§ Stored rows
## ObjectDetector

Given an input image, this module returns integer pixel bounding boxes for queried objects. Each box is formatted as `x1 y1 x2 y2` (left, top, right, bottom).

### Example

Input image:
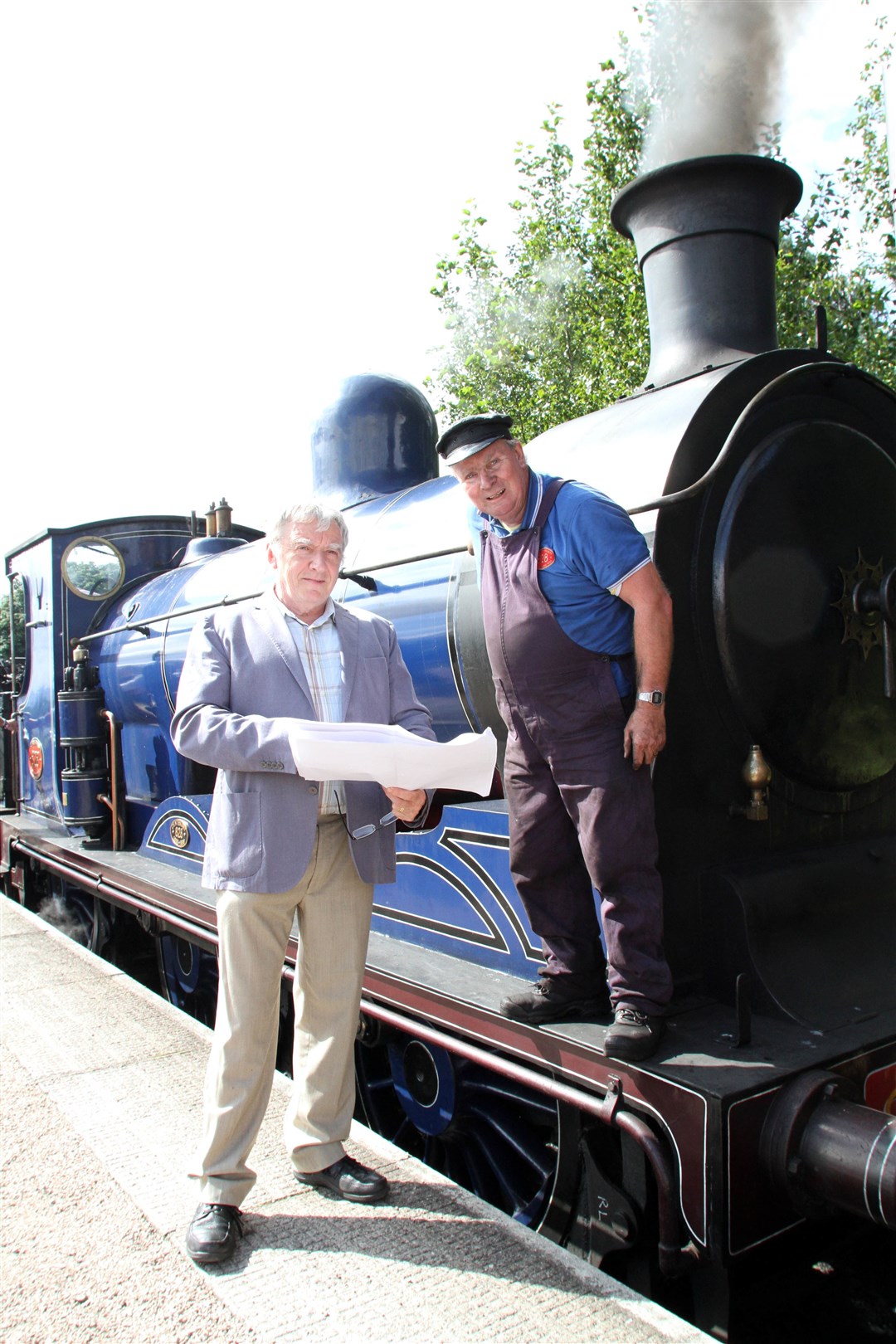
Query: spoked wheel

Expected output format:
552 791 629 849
156 933 217 1027
354 1027 579 1239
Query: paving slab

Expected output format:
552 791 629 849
0 898 708 1344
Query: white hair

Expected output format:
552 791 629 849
267 500 348 553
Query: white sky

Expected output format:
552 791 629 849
0 0 896 555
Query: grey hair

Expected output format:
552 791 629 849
267 500 348 553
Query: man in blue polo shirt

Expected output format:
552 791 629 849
438 416 672 1060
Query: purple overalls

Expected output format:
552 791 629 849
481 481 672 1016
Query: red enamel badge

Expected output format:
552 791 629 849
28 738 43 780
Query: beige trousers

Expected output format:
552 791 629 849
191 816 373 1205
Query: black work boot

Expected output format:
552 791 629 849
499 976 610 1027
603 1004 666 1060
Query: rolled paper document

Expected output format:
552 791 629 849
289 719 497 797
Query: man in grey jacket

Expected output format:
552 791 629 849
171 504 434 1264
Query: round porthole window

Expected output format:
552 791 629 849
61 536 125 602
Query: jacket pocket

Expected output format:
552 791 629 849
206 793 262 878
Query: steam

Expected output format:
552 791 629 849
642 0 813 172
37 894 87 947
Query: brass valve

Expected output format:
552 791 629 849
728 743 771 821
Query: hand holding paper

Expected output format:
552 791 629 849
289 719 497 797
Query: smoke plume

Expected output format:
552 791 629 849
642 0 811 172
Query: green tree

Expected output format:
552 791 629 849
775 19 896 383
0 579 26 667
427 9 896 440
429 52 649 438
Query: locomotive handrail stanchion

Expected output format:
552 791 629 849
100 709 125 850
354 994 700 1278
69 589 270 648
853 567 896 700
69 544 467 648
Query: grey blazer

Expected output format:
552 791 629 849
171 589 436 893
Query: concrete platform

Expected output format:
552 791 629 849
0 898 708 1344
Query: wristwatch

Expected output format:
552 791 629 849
638 691 666 704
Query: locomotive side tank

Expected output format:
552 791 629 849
0 156 896 1339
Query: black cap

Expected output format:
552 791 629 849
436 414 514 466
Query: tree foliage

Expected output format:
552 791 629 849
427 0 896 440
0 579 26 667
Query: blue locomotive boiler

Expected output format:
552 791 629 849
0 156 896 1340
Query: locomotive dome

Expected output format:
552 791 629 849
312 373 438 508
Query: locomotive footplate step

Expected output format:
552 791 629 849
365 933 896 1098
0 899 707 1344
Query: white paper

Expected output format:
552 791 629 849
289 719 497 797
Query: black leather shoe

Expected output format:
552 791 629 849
295 1153 388 1205
603 1004 666 1060
187 1205 243 1264
499 976 610 1027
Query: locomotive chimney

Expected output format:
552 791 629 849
610 154 802 387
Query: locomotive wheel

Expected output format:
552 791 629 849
156 933 217 1027
354 1031 579 1240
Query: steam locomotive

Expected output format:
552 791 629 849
0 156 896 1337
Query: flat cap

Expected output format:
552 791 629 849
436 412 514 466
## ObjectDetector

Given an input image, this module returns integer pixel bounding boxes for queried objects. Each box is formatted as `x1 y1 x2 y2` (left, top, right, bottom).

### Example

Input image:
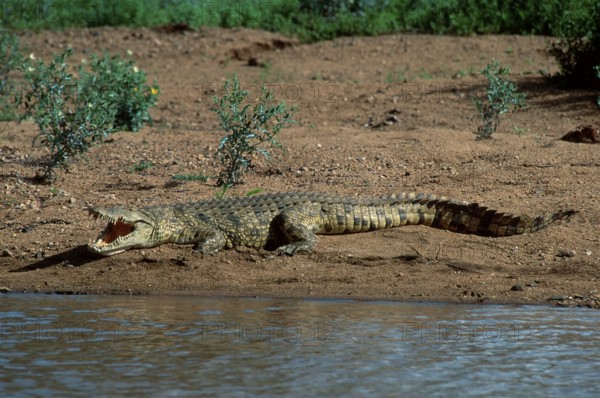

§ Task to complete
Copy out all of the material above word for word, leaving the pictures out.

§ Output of the exercise
## ObjectDetector

Given an input image, this module returns integer pixel bounding boxes for queried objects. Each box is formatted as `x1 y1 x2 y2` (left, top, right, bottom).

### Example

Input image:
Query: spoked wheel

Expected output format:
552 791 629 849
156 933 217 1027
354 1027 579 1239
Query: paving slab

Expected output format:
552 791 629 849
0 898 708 1344
Query: white hair

Expected output format:
552 791 629 849
267 500 348 553
Query: white sky

Expected output format:
552 791 629 849
0 0 896 555
Query: grey hair

Expected output format:
552 791 629 849
267 500 348 553
Query: man in blue polo shirt

Expected output format:
552 791 629 849
438 416 672 1060
Query: purple overalls

Expected output format:
552 791 629 849
481 481 672 1016
Query: red enamel badge

Expected output format:
552 791 629 849
28 738 43 780
Query: beige trousers

Expected output format:
552 791 629 849
191 816 373 1205
Query: black work boot

Expected output format:
552 791 629 849
499 976 610 1027
603 1004 666 1060
Query: rolled paper document

Expected output format:
552 791 629 849
289 719 497 797
Query: man in grey jacket

Expected output format:
552 791 629 849
171 504 434 1264
Query: round porthole window

Expected output format:
552 791 629 849
61 536 125 602
Query: jacket pocket

Expected output format:
552 791 629 849
206 793 262 878
Query: steam

Expected output format:
552 791 629 849
642 0 813 172
37 894 87 947
Query: brass valve

Expected output format:
552 791 629 849
728 743 771 821
Query: hand holding paper

Expected output format:
552 791 629 849
289 719 497 797
Query: smoke plume

Expected output format:
552 791 629 849
642 0 811 172
Query: green tree

Expected output format:
552 791 629 849
775 19 896 383
0 579 26 667
427 9 896 440
429 52 649 438
Query: locomotive handrail stanchion

Expected output format:
552 791 629 849
100 709 125 850
354 994 700 1278
69 589 270 648
853 567 896 700
69 544 467 648
Query: grey blazer

Expected output format:
552 791 629 849
171 589 436 893
Query: concrete platform

Expected output format:
552 791 629 849
0 898 708 1344
Query: wristwatch

Expected output format:
552 791 629 849
638 691 666 704
Query: locomotive side tank

Expected output format:
552 791 629 849
0 156 896 1339
Query: black cap

Expected output format:
552 791 629 849
436 414 514 466
Query: tree foliage

Expected output format:
552 791 629 849
427 0 896 440
0 579 26 667
Query: blue locomotive boiler

Expected output format:
552 791 629 849
0 156 896 1340
Query: locomotive dome

Expected output format:
552 791 629 849
312 373 438 508
Query: locomotive footplate step

Expected output format:
552 791 629 849
365 933 896 1098
0 899 707 1344
Query: white paper

Expected output format:
552 791 629 849
289 719 497 797
Query: black leather shoe

Expected output format:
552 791 629 849
295 1153 388 1205
603 1004 666 1060
187 1205 243 1264
499 976 610 1027
Query: locomotive chimney

Expected output format:
552 791 629 849
610 154 802 387
Query: locomotive wheel

Expected output format:
552 791 629 849
156 933 217 1027
354 1031 579 1240
Query: steam locomotive

Expected output format:
552 791 629 849
0 156 896 1337
Query: flat cap

Expected output format:
552 791 629 849
436 412 514 466
## ObjectDetector

Given an input image, this module returns integer pixel bounding boxes for queried objects. Each box is formatted as `x1 y1 x2 y2` (left, top, right, bottom).

### Example

Input image:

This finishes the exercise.